Each of the entries should be retyped precisely as it appears.

--- START ---

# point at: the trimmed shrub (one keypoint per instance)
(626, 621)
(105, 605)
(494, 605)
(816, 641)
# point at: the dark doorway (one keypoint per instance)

--- END ---

→ WRITTEN RESPONSE
# point at: the trimmed shrub (one keypoint per instance)
(626, 621)
(105, 605)
(494, 605)
(816, 641)
# point at: the dark doorway (one keypoint per instance)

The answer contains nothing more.